Question of the Week: May 5, 2016
“What is happening to my Indian hawthorns and redtip photinias? What can I do to stop it?”
This is Entomosporium fungal leaf spot. I first saw it become epidemic 20 or 25 years ago. At that time it was primarily on redtip photinias, but then I noticed it on my Indian hawthorns at our front door. After a couple of years they started to defoliate, and I knew it was time to replace them.
The problem was (and still is) that there is no reliable way of preventing or curing the fungus. Traditional fungicides proved ineffective.
First symptom: maroon “freckles” on the leaves. Gradually all foliage becomes infested.
Second symptom: infected leaves begin to turn yellow on particular branches. Those leaves hang on the plant rather than dropping.
Third symptom: the worst leaves turn almost white and begin to brown around their edges.
Fourth symptom: branches begin to die entirely.
Fifth symptom: the entire plant begins to die back, eventually dying entirely.
Replacement options for redtip photinias: These are large shrubs when used correctly. They can grow to be 15 or 20 feet tall and 10 or 12 feet wide. In the category of large shrubs, Nellie R. Stevens holly is my personal choice. For mid-sized plants (where you might have trimmed redtips occasionally), I would use Willowleaf (aka Needlepoint), Mary Nell or Oakland hollies or perhaps elaeagnus or standard abelias. For somewhat shorter plants in the 4- to 6-foot range, I would use dwarf Burford holly or Italian jasmine.

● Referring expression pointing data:
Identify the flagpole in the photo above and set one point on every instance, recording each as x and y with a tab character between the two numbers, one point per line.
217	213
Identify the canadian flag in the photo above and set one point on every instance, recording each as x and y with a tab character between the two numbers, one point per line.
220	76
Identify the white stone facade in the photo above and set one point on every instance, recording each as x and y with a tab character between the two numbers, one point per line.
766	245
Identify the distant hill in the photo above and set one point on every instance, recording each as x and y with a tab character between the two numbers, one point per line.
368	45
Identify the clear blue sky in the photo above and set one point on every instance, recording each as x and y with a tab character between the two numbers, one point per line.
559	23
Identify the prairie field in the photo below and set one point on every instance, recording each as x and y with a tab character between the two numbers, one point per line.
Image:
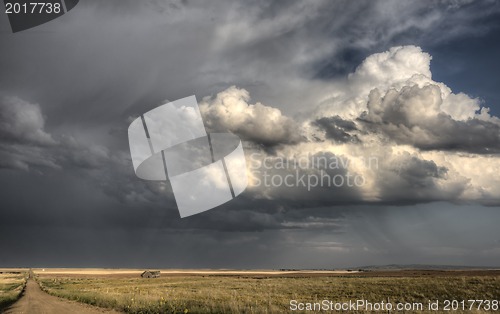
182	291
11	285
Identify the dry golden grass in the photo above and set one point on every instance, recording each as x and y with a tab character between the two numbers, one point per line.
12	282
260	291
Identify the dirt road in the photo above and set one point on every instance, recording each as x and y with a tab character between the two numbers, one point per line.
35	301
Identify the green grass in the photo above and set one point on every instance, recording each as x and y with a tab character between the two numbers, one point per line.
11	287
231	294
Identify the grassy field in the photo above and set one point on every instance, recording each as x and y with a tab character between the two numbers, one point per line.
11	286
265	292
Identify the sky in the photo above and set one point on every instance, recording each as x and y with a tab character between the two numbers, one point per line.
401	96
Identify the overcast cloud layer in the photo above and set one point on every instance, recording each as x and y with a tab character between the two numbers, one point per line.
345	81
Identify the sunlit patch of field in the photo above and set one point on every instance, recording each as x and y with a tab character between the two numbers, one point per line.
12	282
209	291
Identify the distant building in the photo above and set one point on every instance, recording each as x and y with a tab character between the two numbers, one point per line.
151	274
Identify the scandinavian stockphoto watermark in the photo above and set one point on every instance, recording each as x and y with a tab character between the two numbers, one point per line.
205	170
309	170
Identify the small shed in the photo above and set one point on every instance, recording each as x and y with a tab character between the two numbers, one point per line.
151	274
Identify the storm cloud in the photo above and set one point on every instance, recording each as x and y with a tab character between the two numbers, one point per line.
357	83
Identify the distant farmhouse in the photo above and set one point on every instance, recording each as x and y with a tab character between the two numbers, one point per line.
151	274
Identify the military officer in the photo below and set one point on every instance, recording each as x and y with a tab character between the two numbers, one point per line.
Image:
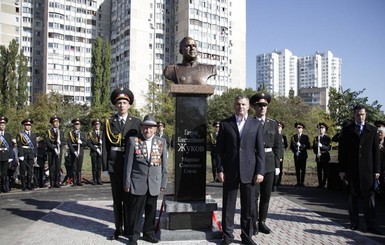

● REQUIREMENT A: In the Question of the Week, do these statements agree with the text? (i) Traditional fungicides worked well against the fungus. (ii) Yellowing infected leaves drop from the plant. (iii) Nellie R. Stevens holly is the writer's pick among large shrubs. For each, answer yes or no and quote the deciding words.
● REQUIREMENT B: Quote everything in the Question of the Week from "This is Entomosporium" down to "to die entirely.".

● TASK ANSWER A:
(i) No: "Traditional fungicides proved ineffective."
(ii) No: "Those leaves hang on the plant rather than dropping."
(iii) Yes: "In the category of large shrubs, Nellie R. Stevens holly is my personal choice."

● TASK ANSWER B:
This is Entomosporium fungal leaf spot. I first saw it become epidemic 20 or 25 years ago. At that time it was primarily on redtip photinias, but then I noticed it on my Indian hawthorns at our front door. After a couple of years they started to defoliate, and I knew it was time to replace them.
The problem was (and still is) that there is no reliable way of preventing or curing the fungus. Traditional fungicides proved ineffective.
First symptom: maroon “freckles” on the leaves. Gradually all foliage becomes infested.
Second symptom: infected leaves begin to turn yellow on particular branches. Those leaves hang on the plant rather than dropping.
Third symptom: the worst leaves turn almost white and begin to brown around their edges.
Fourth symptom: branches begin to die entirely.